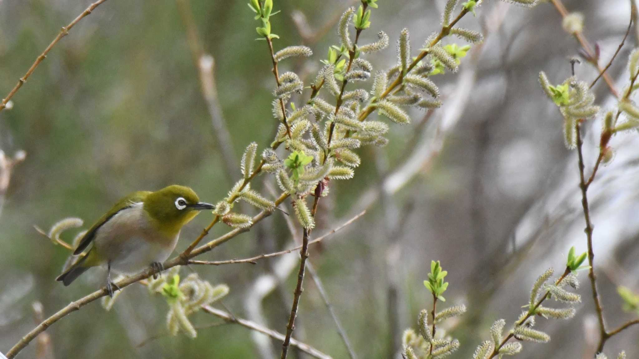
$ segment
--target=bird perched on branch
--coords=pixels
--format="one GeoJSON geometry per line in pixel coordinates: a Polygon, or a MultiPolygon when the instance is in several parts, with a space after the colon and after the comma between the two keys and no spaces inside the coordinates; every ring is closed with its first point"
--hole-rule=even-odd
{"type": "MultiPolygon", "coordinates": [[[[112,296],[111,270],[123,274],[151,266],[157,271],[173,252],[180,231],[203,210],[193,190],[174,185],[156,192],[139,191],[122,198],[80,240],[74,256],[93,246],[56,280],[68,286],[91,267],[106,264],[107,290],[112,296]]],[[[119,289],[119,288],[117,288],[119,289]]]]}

━━━

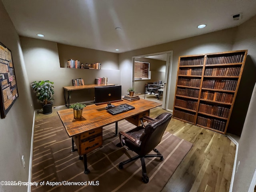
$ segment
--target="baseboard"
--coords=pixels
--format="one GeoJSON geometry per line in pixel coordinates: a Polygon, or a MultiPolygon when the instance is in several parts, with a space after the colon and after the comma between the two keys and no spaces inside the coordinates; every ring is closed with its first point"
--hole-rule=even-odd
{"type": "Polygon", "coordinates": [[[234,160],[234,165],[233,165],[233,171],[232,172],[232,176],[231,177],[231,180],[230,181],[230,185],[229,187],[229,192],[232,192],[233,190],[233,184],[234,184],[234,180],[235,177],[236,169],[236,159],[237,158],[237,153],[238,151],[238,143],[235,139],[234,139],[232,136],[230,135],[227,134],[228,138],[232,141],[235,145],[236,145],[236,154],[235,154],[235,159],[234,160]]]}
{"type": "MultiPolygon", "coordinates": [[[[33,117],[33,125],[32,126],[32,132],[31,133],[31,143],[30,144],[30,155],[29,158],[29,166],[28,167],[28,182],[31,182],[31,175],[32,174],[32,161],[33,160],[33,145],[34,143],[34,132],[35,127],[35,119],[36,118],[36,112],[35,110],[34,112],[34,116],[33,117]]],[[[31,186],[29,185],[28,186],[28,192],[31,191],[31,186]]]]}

━━━

_Requirements_
Report every line of the items above that contains the string "target", with case counting.

_Problem solution_
--target=bird perched on branch
--target="baseboard"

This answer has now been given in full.